The Busan Biennale is a biannual international contemporary art show that integrated three different art events held in the city in 1998: the Busan Youth Biennale, the first biennale of Korea that was voluntarily organized by local artists in 1981; the Sea Art Festival, an environmental art festival launched in 1987 with the sea serving as a backdrop; and the Busan International Outdoor Sculpture Symposium that was first held in 1991. The biennale was previously called the Pusan International Contemporary Art Festival (PICAF) before it launched.

The biennale has its own unique attribute in that it was formed not out of any political logic or need but rather the pure force of local Busan artists’ will and their voluntary participation. Even to this day their interest in Busan's culture and its experimental nature has been the key foundation for shaping the biennale’s identity.

● REQUIRED ACTIONS:
1) Recast the paragraph of the Busan Biennale text that begins "The Busan Biennale is a biannual" as a bulleted list, keeping its main facts.
2) According to the Busan Biennale text, in what year was the Sea Art Festival launched?
3) Extend the text on the Busan Biennale with one more paragraph that picks up after its final sentence.

● Detection examples:
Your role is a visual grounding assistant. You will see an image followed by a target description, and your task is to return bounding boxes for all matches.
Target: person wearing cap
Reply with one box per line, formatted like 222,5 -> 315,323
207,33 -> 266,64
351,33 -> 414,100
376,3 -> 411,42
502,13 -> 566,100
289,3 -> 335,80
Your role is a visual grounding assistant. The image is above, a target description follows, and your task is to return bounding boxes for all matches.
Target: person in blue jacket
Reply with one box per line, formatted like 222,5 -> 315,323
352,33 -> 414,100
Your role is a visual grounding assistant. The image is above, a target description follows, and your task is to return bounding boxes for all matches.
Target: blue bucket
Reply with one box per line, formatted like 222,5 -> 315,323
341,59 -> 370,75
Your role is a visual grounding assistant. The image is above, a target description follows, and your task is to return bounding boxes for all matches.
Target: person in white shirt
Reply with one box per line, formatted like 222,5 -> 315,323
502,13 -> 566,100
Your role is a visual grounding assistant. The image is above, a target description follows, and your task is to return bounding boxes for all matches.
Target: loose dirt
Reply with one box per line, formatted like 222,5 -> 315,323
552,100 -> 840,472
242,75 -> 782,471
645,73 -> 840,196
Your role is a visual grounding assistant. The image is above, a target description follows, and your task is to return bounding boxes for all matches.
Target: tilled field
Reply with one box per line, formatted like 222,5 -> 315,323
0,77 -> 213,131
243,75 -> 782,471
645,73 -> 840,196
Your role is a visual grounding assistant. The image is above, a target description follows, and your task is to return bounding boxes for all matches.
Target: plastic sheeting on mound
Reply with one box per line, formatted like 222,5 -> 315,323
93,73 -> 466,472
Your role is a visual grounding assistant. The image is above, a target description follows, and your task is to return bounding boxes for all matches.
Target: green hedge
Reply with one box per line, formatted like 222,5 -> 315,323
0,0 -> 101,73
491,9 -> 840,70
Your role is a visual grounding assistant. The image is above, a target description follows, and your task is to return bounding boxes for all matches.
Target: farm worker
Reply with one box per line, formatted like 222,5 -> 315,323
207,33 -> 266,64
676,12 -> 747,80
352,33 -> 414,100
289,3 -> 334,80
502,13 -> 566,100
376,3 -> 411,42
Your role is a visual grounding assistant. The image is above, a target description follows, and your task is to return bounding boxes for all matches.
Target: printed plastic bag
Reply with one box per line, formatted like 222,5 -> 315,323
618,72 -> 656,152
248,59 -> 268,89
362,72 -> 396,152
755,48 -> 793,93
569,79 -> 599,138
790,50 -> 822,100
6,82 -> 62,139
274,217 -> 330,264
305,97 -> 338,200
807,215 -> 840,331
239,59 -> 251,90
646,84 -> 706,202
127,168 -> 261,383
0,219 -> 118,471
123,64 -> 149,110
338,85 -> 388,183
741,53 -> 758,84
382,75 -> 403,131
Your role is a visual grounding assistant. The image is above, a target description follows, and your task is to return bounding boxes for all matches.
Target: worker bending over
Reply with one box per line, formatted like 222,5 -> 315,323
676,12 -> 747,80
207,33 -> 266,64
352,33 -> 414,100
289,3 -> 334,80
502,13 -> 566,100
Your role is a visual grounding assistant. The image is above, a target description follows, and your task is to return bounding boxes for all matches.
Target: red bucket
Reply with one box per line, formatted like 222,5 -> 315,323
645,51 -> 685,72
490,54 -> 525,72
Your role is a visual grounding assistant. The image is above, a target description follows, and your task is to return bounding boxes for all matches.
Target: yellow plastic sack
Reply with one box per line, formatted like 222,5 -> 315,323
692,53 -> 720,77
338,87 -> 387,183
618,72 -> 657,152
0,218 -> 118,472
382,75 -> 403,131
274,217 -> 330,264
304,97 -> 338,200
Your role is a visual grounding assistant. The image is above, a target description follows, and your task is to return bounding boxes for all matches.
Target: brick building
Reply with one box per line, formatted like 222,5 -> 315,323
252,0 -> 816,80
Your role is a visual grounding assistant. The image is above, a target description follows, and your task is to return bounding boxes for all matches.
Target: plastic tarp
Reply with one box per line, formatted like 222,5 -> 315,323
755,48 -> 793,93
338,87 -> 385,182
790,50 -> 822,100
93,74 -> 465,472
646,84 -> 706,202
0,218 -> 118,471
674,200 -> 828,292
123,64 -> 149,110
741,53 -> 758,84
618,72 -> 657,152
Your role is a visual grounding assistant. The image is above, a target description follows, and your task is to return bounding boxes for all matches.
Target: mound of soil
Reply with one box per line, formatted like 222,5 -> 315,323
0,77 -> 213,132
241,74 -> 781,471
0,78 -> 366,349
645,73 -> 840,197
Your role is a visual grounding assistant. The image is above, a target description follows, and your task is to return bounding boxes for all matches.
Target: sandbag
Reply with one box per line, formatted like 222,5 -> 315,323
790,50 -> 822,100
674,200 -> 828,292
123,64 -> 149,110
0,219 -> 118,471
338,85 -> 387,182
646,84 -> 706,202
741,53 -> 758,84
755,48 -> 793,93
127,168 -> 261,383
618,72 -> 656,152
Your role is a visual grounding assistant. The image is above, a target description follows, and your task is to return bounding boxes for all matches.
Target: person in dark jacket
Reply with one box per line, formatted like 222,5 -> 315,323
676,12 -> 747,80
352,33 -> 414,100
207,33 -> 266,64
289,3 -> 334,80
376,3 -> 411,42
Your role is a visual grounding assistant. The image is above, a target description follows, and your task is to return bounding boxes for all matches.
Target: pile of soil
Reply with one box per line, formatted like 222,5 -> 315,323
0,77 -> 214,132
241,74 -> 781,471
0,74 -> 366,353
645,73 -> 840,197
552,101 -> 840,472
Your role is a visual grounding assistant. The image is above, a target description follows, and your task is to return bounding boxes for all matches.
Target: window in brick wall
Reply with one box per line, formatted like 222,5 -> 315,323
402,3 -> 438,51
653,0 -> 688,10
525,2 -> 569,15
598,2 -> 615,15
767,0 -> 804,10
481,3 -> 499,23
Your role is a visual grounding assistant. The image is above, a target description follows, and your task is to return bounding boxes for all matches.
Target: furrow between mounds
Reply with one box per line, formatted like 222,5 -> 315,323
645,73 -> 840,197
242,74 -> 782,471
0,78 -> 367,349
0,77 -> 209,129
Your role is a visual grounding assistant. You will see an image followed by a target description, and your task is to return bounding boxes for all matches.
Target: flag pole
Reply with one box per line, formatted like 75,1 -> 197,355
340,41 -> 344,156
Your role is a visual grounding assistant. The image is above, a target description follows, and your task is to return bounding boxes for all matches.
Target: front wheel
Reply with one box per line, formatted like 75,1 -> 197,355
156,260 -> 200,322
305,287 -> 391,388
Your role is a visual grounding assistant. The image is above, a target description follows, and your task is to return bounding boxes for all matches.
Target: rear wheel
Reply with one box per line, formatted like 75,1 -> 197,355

● WRITTEN RESPONSES:
1)
- The Busan Biennale is a biannual international contemporary art show.
- In 1998 it integrated three art events held in the city:
  - the Busan Youth Biennale, Korea's first biennale, organized voluntarily by local artists in 1981
  - the Sea Art Festival, an environmental art festival launched in 1987 with the sea as a backdrop
  - the Busan International Outdoor Sculpture Symposium, first held in 1991
- Before it launched, the biennale was called the Pusan International Contemporary Art Festival (PICAF).

2) 1987

3)
This biennale is the only one like it in the world that was established through an integration of three types of art events such as a Contemporary Art Exhibition, Sculpture Symposium, and Sea Art Festival. The Sculpture Symposium in particular was deemed to be a successful public art event, the results of which were installed throughout the city and dedicated to revitalizing cultural communication with citizens. The networks formed through the event have assumed a crucial role in introducing and expanding domestic art overseas and leading the development of local culture for globalized cultural communication. Founded 38 years ago, the biennale aims to popularize contemporary art and achieve art in everyday life by providing a platform for interchanging experimental contemporary art.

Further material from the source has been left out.